▸ **Work instruction**:
How many lines in the records below contain the word "tile"? Reply with that number only.
• • • • •
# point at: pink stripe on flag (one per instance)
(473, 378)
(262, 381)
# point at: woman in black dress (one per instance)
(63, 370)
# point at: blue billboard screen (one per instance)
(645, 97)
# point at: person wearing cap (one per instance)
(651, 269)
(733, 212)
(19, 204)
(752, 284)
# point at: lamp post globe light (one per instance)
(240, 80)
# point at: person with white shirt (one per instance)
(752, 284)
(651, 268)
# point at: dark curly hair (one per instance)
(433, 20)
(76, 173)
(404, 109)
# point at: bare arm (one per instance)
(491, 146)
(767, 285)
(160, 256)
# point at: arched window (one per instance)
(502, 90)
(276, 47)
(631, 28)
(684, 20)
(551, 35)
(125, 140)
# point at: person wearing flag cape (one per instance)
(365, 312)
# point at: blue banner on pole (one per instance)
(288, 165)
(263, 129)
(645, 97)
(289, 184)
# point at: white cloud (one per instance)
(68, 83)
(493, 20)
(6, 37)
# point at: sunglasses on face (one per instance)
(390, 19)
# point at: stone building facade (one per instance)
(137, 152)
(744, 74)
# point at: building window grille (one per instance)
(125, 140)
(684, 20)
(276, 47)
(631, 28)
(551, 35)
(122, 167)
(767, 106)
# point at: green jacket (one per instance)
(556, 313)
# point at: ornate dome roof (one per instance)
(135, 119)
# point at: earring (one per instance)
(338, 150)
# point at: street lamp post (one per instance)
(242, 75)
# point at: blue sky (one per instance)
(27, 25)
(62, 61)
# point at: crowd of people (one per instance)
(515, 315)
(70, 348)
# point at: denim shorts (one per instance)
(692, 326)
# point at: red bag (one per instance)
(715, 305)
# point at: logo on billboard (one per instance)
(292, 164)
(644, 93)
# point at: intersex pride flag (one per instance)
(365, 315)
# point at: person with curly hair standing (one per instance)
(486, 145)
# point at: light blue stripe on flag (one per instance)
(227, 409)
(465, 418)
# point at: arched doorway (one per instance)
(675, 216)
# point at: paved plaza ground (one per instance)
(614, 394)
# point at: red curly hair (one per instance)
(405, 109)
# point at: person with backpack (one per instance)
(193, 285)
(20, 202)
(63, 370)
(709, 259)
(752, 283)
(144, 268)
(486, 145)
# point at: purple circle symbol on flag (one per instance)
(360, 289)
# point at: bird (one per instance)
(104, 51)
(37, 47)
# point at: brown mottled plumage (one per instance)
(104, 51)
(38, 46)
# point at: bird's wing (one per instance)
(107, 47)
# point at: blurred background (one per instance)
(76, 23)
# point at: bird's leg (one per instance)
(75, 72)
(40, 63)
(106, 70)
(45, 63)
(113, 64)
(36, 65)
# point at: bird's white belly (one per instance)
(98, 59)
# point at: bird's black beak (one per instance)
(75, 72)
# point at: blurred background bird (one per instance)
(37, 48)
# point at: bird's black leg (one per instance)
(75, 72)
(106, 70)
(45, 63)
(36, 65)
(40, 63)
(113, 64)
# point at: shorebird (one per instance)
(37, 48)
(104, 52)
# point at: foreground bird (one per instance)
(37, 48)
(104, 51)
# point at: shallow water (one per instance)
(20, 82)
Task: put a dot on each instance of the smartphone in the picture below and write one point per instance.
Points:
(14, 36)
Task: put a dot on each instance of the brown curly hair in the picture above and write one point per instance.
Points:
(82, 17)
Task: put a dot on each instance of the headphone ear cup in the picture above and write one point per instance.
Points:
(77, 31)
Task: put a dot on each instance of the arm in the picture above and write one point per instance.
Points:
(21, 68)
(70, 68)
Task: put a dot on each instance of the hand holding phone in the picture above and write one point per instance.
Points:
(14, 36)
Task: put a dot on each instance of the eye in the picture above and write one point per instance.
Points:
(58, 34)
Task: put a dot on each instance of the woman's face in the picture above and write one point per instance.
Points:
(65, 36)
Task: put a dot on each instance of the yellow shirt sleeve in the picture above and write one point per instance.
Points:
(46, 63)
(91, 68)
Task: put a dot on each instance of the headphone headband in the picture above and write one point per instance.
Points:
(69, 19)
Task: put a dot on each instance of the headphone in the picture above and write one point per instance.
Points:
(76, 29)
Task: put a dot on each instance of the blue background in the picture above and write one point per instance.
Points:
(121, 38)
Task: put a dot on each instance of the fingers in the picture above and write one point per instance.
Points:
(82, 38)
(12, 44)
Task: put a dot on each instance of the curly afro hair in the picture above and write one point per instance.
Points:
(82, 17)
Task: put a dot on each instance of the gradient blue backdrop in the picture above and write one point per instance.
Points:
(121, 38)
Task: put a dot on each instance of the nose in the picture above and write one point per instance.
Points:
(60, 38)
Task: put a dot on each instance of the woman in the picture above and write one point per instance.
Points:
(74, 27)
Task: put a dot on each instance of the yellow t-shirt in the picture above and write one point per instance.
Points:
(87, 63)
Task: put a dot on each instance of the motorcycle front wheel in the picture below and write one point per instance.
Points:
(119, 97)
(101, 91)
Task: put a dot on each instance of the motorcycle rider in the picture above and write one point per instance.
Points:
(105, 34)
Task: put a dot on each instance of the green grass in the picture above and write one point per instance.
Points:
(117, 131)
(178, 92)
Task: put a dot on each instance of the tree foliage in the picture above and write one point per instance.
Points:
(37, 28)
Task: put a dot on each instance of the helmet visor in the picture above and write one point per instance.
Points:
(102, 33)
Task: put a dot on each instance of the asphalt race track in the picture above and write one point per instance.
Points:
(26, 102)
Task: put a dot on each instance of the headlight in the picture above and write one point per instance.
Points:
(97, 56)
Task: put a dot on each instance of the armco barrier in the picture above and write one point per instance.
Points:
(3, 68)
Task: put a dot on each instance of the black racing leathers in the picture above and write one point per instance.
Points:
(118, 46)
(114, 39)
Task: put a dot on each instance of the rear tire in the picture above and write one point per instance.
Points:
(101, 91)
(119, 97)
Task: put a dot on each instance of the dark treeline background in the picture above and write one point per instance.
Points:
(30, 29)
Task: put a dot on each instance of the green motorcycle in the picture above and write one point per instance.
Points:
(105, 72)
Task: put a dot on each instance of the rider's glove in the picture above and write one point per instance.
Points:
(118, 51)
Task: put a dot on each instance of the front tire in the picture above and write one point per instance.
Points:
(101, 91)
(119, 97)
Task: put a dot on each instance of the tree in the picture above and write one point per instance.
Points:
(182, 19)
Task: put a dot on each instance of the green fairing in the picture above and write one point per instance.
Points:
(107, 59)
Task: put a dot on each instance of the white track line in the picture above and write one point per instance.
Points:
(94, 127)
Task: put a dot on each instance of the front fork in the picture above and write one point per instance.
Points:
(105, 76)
• • • • •
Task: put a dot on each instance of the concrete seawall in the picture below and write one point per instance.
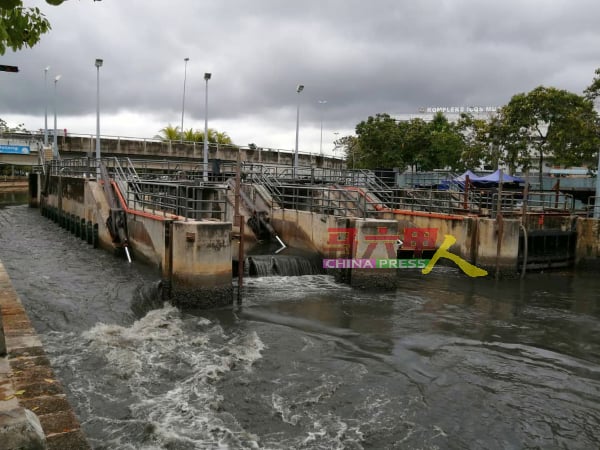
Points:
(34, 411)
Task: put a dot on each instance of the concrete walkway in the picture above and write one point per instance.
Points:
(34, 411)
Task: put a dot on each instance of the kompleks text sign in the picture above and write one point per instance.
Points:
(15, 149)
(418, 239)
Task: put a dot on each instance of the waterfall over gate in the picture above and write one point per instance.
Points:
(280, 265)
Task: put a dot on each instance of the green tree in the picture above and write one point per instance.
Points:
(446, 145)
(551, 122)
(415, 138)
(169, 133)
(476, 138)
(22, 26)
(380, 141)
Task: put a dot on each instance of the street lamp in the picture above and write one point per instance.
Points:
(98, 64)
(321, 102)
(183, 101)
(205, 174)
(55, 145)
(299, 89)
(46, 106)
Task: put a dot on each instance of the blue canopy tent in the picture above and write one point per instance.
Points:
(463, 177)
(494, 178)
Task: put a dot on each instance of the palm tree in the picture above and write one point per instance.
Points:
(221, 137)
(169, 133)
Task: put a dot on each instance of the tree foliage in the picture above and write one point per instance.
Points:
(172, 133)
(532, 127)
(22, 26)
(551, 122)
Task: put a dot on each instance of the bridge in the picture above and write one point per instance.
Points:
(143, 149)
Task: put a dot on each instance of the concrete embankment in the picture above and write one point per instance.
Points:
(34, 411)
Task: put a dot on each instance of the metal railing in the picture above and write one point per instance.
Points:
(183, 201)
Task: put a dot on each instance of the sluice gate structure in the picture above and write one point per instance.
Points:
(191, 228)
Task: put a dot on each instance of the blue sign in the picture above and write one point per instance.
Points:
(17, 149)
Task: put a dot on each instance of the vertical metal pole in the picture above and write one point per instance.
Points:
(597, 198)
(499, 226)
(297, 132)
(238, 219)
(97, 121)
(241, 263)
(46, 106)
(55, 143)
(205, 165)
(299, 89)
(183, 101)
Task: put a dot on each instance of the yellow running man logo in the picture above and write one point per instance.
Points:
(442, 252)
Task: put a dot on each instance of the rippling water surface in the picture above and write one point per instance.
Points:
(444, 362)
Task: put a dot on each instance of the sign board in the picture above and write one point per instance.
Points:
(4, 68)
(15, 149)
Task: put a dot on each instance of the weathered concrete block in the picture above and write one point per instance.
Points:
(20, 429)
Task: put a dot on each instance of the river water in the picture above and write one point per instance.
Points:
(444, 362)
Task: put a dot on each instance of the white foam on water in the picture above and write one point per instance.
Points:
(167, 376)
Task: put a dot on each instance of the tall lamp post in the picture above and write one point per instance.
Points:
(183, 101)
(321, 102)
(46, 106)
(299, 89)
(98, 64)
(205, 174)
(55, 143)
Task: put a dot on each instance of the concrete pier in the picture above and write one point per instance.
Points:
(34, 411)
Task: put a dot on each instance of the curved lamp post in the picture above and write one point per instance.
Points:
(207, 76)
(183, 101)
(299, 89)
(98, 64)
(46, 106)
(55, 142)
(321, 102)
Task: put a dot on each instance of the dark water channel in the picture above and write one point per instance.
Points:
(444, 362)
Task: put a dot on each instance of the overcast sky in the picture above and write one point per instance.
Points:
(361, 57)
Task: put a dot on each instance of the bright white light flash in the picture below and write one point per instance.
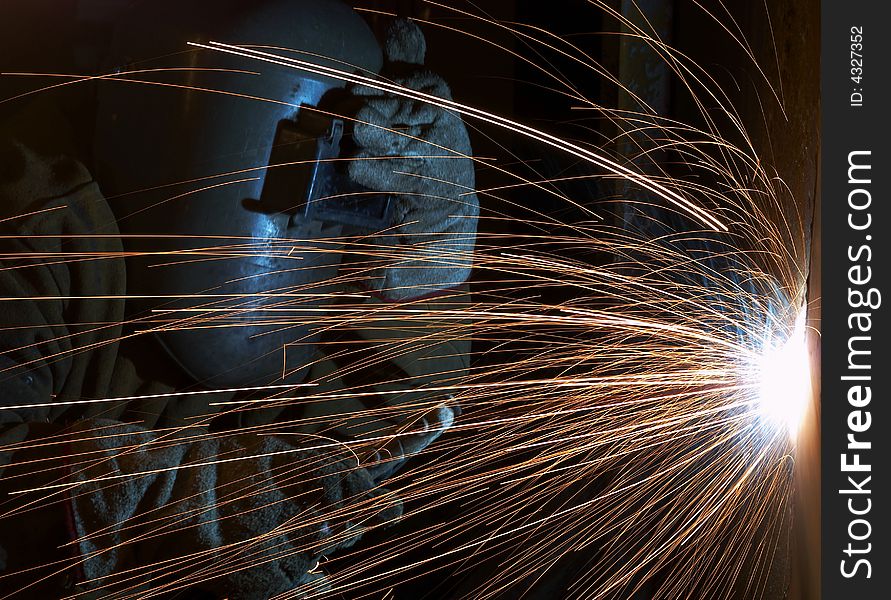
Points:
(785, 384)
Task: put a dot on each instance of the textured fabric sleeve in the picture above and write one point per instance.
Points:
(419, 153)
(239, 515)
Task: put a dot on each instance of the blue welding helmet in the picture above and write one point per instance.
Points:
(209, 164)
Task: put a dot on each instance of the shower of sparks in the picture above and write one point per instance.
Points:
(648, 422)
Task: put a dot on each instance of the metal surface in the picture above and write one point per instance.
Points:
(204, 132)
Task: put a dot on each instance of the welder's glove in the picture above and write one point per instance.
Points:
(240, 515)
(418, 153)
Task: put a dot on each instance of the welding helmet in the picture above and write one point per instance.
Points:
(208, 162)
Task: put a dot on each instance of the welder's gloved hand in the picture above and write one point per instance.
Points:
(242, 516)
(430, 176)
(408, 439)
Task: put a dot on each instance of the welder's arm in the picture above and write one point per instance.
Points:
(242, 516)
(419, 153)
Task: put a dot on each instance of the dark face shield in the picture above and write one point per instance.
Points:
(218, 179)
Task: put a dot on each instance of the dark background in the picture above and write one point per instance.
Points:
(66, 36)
• • • • •
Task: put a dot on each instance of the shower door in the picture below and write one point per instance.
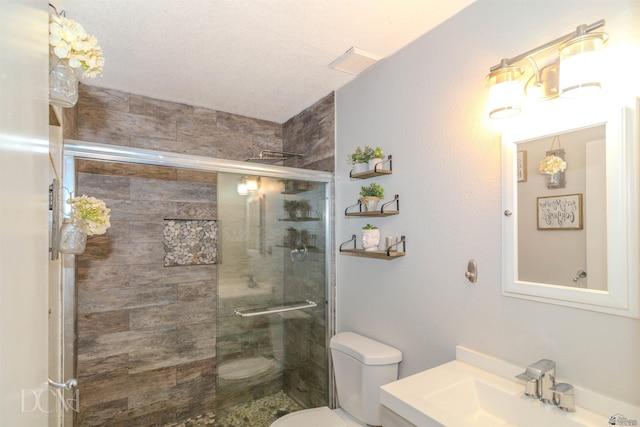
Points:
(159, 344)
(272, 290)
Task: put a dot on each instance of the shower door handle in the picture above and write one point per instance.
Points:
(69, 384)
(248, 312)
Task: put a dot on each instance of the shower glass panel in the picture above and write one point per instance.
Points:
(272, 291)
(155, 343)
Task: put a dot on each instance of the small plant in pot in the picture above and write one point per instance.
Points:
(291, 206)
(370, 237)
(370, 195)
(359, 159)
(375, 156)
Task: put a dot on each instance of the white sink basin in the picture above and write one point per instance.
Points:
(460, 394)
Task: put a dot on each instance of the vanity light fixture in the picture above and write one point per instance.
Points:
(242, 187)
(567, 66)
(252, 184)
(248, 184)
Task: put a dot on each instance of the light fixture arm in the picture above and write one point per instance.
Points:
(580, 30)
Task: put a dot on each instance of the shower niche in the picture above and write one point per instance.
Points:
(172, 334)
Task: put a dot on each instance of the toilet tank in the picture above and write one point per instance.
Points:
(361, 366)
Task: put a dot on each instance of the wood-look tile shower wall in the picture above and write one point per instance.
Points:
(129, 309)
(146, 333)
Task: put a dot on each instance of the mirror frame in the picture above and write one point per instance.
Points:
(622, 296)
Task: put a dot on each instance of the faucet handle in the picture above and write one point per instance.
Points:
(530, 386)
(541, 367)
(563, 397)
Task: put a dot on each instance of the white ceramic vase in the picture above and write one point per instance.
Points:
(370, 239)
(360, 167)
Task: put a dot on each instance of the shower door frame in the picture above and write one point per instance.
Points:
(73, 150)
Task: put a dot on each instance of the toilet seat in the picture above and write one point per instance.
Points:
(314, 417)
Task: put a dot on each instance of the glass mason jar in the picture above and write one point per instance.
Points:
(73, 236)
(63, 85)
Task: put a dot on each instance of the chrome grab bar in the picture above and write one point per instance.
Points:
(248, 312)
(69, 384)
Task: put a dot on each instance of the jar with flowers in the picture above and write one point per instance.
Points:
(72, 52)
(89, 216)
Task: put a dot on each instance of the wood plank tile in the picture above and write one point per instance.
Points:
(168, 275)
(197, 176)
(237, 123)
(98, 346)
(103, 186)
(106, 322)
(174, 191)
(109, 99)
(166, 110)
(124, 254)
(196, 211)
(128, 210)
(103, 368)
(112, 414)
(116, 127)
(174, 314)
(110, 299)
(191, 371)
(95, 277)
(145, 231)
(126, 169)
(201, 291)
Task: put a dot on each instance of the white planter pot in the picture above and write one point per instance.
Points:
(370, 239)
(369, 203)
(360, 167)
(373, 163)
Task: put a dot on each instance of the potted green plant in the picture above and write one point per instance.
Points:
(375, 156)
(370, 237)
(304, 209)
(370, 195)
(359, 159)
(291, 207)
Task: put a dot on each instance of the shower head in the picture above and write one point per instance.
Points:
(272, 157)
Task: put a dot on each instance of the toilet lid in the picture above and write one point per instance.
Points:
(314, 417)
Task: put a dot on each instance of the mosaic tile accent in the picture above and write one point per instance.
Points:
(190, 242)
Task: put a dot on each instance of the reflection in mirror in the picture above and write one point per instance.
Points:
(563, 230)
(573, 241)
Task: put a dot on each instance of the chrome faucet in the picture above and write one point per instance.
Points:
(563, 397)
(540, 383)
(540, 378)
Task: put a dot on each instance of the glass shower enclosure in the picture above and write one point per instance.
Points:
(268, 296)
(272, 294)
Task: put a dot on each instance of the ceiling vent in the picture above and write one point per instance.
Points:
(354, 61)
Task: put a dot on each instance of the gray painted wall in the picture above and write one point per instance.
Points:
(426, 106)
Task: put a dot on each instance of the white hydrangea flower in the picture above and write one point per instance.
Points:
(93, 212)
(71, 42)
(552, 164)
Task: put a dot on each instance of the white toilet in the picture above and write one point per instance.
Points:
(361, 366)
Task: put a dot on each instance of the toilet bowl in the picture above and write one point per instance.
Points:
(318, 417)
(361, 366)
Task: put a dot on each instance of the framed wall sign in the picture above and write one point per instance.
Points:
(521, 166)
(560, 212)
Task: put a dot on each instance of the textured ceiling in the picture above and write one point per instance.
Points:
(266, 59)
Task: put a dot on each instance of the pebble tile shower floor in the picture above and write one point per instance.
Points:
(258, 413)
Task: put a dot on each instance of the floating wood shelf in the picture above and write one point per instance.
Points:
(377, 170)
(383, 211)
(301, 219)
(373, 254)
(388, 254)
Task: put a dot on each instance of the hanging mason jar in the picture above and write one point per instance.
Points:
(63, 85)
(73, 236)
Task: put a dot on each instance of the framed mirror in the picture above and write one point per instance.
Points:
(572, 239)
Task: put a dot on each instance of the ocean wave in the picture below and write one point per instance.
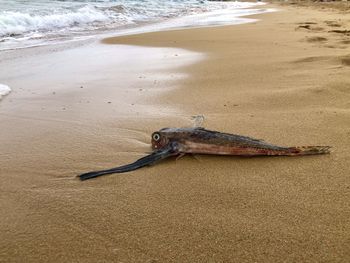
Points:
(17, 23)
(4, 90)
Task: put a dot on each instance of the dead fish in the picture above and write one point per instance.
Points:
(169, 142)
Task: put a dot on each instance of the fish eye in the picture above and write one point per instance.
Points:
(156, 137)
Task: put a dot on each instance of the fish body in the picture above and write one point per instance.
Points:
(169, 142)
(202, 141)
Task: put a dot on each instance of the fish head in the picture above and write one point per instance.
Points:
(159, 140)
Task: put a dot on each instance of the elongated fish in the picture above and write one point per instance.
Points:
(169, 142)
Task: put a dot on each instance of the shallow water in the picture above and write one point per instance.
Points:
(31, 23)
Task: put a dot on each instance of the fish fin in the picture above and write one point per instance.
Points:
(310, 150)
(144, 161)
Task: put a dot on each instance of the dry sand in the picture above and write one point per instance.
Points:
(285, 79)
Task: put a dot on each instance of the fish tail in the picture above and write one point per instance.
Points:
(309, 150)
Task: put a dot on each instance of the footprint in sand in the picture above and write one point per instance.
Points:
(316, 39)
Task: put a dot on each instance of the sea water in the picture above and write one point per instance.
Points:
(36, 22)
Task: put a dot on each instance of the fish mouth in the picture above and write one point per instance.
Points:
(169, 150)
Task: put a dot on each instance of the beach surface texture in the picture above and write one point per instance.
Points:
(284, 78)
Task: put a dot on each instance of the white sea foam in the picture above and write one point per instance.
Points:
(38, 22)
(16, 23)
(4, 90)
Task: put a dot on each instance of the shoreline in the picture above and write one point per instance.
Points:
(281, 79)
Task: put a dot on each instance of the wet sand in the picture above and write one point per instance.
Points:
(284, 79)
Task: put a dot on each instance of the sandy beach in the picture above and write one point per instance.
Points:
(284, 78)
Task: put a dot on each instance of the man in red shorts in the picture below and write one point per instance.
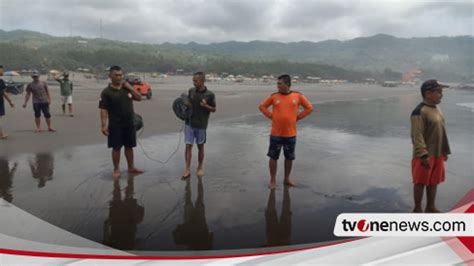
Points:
• • • • •
▸ **Exercise result**:
4